• _Exercise requirements_
A word-for-word transcript of the closing lines is required: from the one with "sample | [448, 500]" through the final line of the data.
--------------------
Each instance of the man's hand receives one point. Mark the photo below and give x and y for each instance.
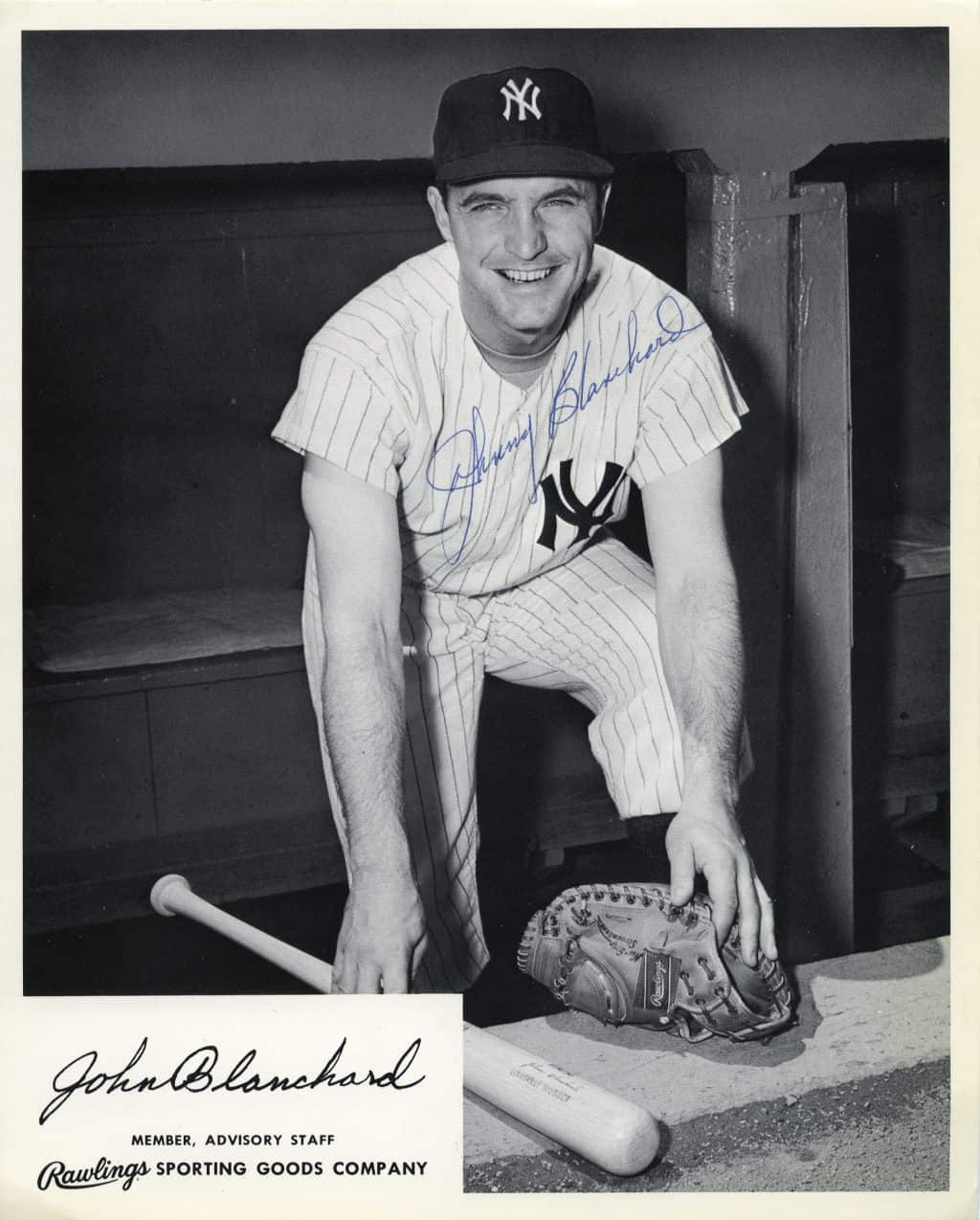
(705, 837)
(382, 936)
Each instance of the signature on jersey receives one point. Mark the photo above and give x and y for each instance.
(573, 393)
(446, 474)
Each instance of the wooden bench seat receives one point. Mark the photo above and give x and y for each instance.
(176, 733)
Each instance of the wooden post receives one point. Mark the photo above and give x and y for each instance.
(818, 863)
(752, 247)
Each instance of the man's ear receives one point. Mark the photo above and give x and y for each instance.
(603, 191)
(439, 212)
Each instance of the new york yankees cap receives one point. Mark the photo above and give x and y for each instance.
(519, 122)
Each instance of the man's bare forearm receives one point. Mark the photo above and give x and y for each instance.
(701, 642)
(364, 720)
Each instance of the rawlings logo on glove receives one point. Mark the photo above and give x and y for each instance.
(625, 955)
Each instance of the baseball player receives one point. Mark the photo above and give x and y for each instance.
(470, 424)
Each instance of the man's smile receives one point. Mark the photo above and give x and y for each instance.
(524, 277)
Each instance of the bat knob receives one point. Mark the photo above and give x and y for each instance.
(160, 890)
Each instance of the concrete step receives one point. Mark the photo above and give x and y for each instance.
(859, 1016)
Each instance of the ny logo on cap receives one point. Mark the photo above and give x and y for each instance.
(511, 93)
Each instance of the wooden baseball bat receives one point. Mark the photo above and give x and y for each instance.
(608, 1130)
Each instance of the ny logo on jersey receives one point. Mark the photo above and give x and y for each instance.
(524, 107)
(566, 502)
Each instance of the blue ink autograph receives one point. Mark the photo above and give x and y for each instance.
(461, 477)
(568, 399)
(469, 474)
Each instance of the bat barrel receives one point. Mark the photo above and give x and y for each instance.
(603, 1127)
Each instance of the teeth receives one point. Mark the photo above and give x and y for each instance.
(526, 277)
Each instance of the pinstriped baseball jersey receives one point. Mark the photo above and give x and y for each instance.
(497, 483)
(501, 491)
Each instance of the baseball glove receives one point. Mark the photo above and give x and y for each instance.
(624, 954)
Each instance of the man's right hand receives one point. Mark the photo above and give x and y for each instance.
(382, 936)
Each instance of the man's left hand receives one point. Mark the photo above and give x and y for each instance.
(705, 837)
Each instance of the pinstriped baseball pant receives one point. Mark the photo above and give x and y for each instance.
(588, 627)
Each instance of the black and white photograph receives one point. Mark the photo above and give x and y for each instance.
(486, 532)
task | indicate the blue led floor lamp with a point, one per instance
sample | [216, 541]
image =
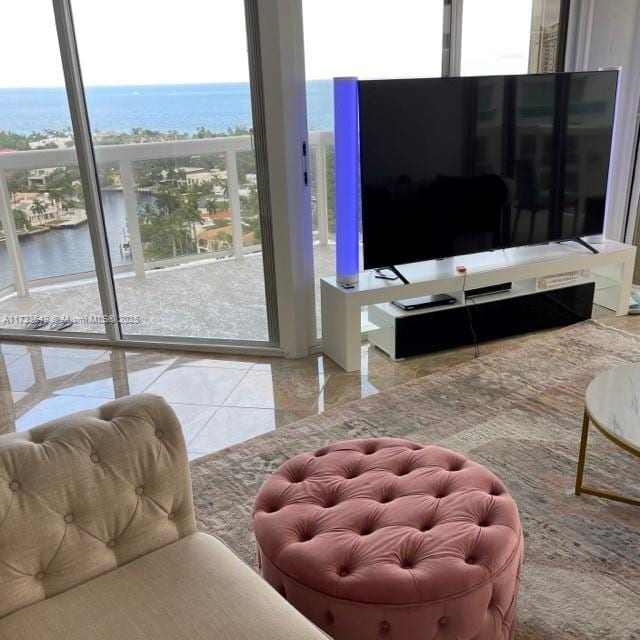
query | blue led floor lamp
[345, 105]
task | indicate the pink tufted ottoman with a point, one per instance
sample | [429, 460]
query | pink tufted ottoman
[388, 539]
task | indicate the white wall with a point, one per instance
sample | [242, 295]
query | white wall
[605, 34]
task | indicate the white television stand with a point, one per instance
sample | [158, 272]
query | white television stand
[611, 270]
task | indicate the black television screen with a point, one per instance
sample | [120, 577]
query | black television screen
[451, 166]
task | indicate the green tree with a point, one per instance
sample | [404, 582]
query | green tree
[38, 208]
[210, 206]
[21, 219]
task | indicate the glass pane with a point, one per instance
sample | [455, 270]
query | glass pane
[405, 41]
[41, 196]
[545, 23]
[170, 111]
[495, 37]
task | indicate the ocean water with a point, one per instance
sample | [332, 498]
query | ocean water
[181, 108]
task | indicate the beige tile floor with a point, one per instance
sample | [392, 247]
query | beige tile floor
[220, 400]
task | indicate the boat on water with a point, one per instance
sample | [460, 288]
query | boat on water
[73, 218]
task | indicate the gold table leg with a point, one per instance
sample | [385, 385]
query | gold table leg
[580, 473]
[583, 452]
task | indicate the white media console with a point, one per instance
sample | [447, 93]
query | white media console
[611, 270]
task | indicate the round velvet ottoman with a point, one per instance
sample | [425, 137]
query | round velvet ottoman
[385, 538]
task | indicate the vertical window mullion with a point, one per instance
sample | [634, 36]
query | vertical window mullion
[87, 165]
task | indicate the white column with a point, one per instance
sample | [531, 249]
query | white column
[133, 224]
[233, 188]
[282, 64]
[11, 235]
[320, 155]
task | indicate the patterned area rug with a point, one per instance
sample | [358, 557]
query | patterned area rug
[519, 412]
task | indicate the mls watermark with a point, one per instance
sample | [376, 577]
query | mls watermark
[90, 319]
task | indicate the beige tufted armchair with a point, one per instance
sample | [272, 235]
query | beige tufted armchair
[98, 538]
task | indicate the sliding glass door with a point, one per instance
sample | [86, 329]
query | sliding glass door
[47, 269]
[169, 104]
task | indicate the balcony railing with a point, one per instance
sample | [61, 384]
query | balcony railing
[124, 155]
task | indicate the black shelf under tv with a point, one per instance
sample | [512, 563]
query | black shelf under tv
[415, 333]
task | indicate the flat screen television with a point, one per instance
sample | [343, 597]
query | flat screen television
[452, 166]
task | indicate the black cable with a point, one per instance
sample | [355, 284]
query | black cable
[476, 346]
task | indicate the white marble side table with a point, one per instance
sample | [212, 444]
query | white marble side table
[612, 405]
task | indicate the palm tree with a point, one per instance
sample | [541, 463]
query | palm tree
[210, 205]
[38, 209]
[55, 198]
[21, 219]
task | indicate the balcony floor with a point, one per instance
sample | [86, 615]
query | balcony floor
[222, 299]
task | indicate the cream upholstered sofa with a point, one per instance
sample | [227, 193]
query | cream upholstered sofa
[98, 538]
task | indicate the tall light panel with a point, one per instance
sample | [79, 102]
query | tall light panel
[345, 105]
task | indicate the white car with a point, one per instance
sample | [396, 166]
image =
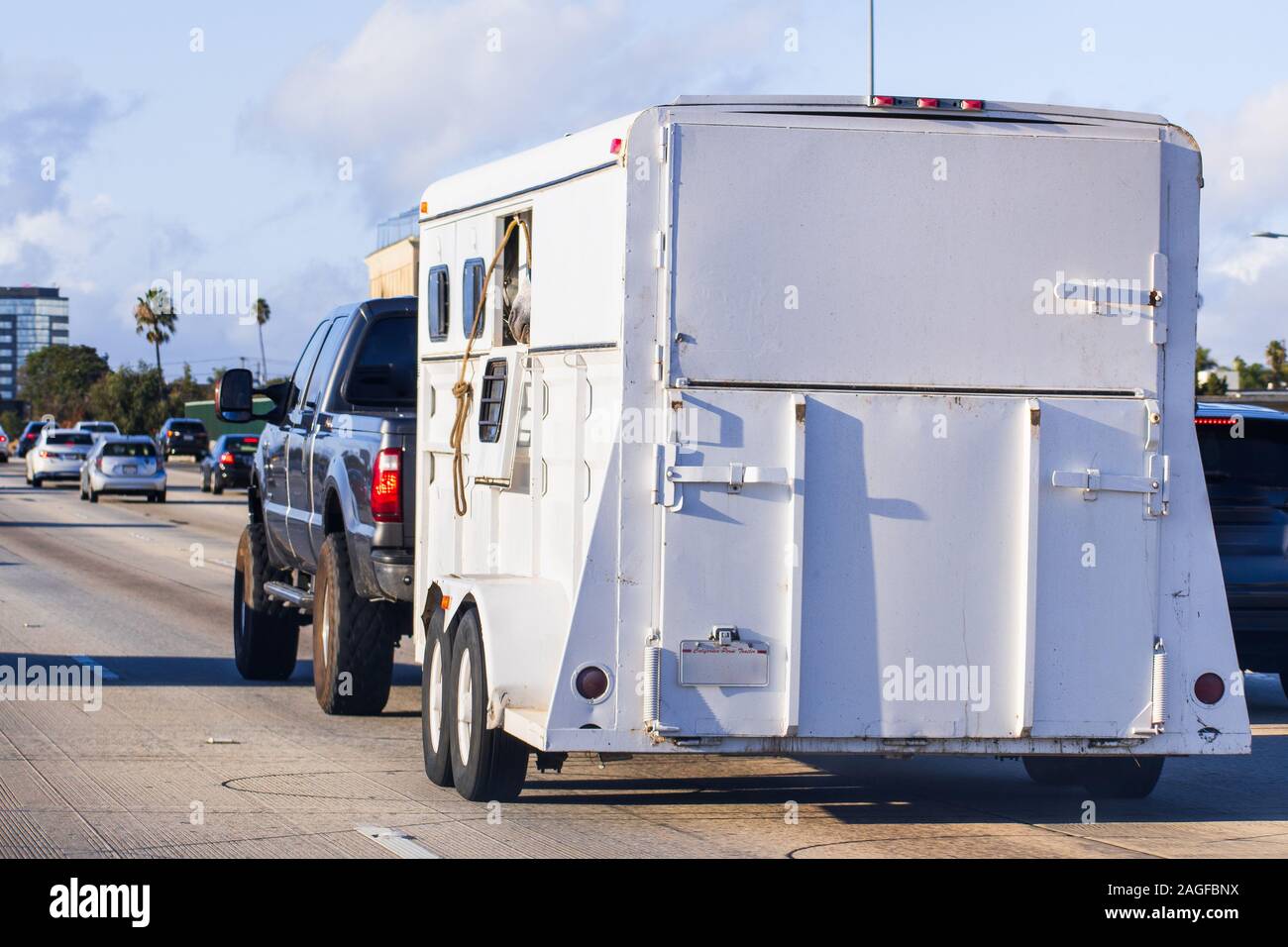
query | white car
[124, 466]
[56, 455]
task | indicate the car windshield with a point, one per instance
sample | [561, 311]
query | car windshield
[85, 440]
[129, 449]
[241, 445]
[1253, 453]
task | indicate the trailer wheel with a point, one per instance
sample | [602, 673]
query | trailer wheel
[266, 634]
[487, 764]
[1122, 777]
[436, 706]
[353, 639]
[1052, 771]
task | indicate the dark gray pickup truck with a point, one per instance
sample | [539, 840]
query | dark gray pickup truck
[330, 534]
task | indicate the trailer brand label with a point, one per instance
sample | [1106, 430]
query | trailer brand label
[935, 684]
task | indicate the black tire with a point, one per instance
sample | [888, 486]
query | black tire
[266, 634]
[1052, 771]
[436, 736]
[353, 639]
[487, 764]
[1122, 777]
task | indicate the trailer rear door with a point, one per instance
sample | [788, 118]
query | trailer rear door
[915, 253]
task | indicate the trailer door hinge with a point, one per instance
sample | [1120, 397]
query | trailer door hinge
[1158, 298]
[1091, 482]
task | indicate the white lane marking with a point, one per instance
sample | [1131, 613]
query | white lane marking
[90, 663]
[397, 841]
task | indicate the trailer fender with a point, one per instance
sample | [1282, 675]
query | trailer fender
[523, 622]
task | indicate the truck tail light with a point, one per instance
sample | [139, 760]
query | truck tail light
[1210, 688]
[386, 486]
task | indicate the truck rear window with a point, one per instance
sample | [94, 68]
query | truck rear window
[69, 440]
[129, 449]
[384, 372]
[1258, 458]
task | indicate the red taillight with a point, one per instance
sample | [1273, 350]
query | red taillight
[385, 486]
[1210, 688]
[591, 682]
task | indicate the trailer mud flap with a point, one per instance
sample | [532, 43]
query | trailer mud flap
[912, 565]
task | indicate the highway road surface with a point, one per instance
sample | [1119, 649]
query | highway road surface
[187, 759]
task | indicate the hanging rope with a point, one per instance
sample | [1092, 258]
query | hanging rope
[463, 389]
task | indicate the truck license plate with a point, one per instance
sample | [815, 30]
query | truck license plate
[737, 664]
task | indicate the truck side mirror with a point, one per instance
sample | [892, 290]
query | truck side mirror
[235, 395]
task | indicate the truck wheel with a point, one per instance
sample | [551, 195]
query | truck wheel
[436, 709]
[353, 639]
[1121, 777]
[1052, 771]
[266, 634]
[487, 766]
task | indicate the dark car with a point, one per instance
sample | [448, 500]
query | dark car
[27, 440]
[185, 436]
[230, 463]
[1244, 453]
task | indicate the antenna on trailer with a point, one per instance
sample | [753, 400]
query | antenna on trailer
[872, 52]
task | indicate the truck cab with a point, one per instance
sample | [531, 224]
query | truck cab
[330, 534]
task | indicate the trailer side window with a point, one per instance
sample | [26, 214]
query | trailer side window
[472, 287]
[492, 401]
[438, 303]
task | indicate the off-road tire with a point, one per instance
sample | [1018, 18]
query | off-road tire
[266, 633]
[353, 638]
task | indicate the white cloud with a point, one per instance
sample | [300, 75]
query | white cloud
[1244, 278]
[424, 89]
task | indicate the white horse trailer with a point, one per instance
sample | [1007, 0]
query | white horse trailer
[836, 428]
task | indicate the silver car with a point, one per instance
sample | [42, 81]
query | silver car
[124, 466]
[56, 455]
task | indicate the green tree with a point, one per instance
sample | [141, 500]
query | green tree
[1275, 359]
[129, 397]
[262, 313]
[56, 380]
[155, 320]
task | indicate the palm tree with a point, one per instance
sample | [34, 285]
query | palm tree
[262, 313]
[1275, 359]
[155, 320]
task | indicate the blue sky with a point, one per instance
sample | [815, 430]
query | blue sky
[223, 162]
--------------------
• _Response area_
sample | [448, 500]
query | dark car
[27, 440]
[185, 436]
[230, 463]
[1244, 453]
task | indicate the antenna on trailer with a point, one per instance
sample | [753, 400]
query | antenna on trailer
[872, 52]
task | indicate the truck cab with a point, one per instance
sample | [531, 224]
query | truck cab
[330, 534]
task | indicate the trailer side window with a point, one per instance
sample | [26, 214]
query | trailer side window
[472, 287]
[492, 401]
[438, 303]
task | indicate the off-road tire with a point, one per instance
sample | [1018, 18]
query | off-road tire
[266, 633]
[353, 638]
task | indicate the white cloud with a point, one per instance
sample | [300, 75]
query | white cloud
[1244, 278]
[424, 89]
task | indicate the white horse trailer with a point, one per instance
sample | [1007, 0]
query | white horse trailer
[836, 428]
task | indicate the silver car with a point, one per instance
sample | [42, 81]
query | silver car
[124, 466]
[56, 455]
task | indicate the green tree with a point, one per instance
sample | [141, 500]
query | green tree
[1275, 359]
[129, 397]
[262, 313]
[56, 380]
[155, 320]
task | indicate the palm tree with a point, one per instance
sample | [34, 285]
query | palm tree
[262, 313]
[1275, 359]
[155, 320]
task | indicate the blue sky with a point, one per instance
sample | [815, 430]
query | blue sky
[223, 162]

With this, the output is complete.